— BEGIN Supplied material —

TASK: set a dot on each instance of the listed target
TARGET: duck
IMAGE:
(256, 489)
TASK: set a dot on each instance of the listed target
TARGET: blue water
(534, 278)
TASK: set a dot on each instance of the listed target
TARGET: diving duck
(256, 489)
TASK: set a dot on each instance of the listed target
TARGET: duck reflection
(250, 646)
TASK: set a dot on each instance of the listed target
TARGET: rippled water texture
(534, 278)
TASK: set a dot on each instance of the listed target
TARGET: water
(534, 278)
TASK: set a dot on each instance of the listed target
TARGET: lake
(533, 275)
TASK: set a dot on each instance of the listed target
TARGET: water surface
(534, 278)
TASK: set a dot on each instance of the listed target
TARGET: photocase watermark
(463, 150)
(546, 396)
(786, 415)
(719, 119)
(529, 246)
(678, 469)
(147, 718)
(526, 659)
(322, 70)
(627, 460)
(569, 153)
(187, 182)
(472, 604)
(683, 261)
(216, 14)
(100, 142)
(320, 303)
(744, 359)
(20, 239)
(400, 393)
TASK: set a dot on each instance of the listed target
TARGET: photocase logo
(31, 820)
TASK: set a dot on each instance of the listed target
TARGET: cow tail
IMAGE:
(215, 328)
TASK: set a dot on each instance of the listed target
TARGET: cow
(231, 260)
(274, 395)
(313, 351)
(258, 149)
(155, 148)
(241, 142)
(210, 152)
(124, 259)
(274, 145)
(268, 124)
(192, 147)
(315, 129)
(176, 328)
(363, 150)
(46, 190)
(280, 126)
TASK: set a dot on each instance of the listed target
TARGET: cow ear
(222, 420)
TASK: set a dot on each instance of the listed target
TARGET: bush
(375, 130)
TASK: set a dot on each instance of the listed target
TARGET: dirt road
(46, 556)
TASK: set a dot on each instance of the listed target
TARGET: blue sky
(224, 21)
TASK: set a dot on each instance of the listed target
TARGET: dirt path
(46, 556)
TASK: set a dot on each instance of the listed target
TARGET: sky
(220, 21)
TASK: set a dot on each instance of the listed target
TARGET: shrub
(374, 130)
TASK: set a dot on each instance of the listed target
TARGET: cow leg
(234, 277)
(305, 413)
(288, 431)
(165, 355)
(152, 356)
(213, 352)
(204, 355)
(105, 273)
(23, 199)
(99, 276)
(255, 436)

— END Supplied material —

▸ **Task details**
Would you give the material above again, complete and exact?

▸ **Answer**
TASK: set a dot on each instance of the listed target
TARGET: duck
IMAGE:
(256, 489)
TASK: set a dot on each instance of the listed target
TARGET: blue water
(534, 278)
TASK: set a dot on each instance of the listed target
TARGET: diving duck
(256, 489)
TASK: set a dot on each instance of the listed target
TARGET: duck reflection
(250, 646)
TASK: set a dot on each instance of the listed target
TARGET: rippled water texture
(534, 278)
TASK: set a dot on each instance of the listed target
TARGET: water
(534, 278)
TASK: set a dot on each instance of the listed target
TARGET: lake
(533, 275)
TASK: set a dot on each instance of the listed target
TARGET: water surface
(534, 278)
TASK: set a dot on each instance of the listed target
TARGET: photocase watermark
(463, 150)
(546, 396)
(786, 415)
(719, 119)
(529, 246)
(678, 469)
(147, 718)
(526, 659)
(322, 70)
(627, 460)
(569, 153)
(187, 182)
(472, 604)
(683, 261)
(216, 14)
(100, 142)
(320, 303)
(744, 359)
(20, 239)
(400, 393)
TASK: set a dot on each instance of the listed target
TARGET: photocase logo
(31, 820)
TASK: set a dot on each instance of the listed target
TARGET: cow tail
IMAGE:
(215, 328)
TASK: set a dot on each instance of the listed target
TARGET: cow
(231, 260)
(274, 395)
(313, 351)
(258, 149)
(155, 148)
(241, 142)
(210, 152)
(124, 259)
(274, 145)
(268, 124)
(192, 147)
(315, 129)
(176, 328)
(363, 150)
(46, 190)
(280, 126)
TASK: set a dot on each instance of the listed target
TARGET: cow ear
(222, 420)
TASK: set a dot on each instance of the listed target
TARGET: bush
(375, 130)
TASK: set a dot on each instance of the listed target
TARGET: dirt road
(46, 556)
TASK: set a dot on each instance of the listed target
TARGET: blue sky
(224, 21)
TASK: set a dot on each instance of the listed target
TARGET: dirt path
(46, 556)
TASK: set a dot on each instance of the listed target
TARGET: sky
(220, 21)
TASK: set a dot on each instance of the listed target
TARGET: shrub
(374, 130)
TASK: set a dot on each instance of the listed target
TARGET: cow leg
(234, 277)
(305, 413)
(288, 431)
(165, 355)
(152, 356)
(213, 352)
(204, 355)
(105, 273)
(23, 199)
(99, 276)
(255, 436)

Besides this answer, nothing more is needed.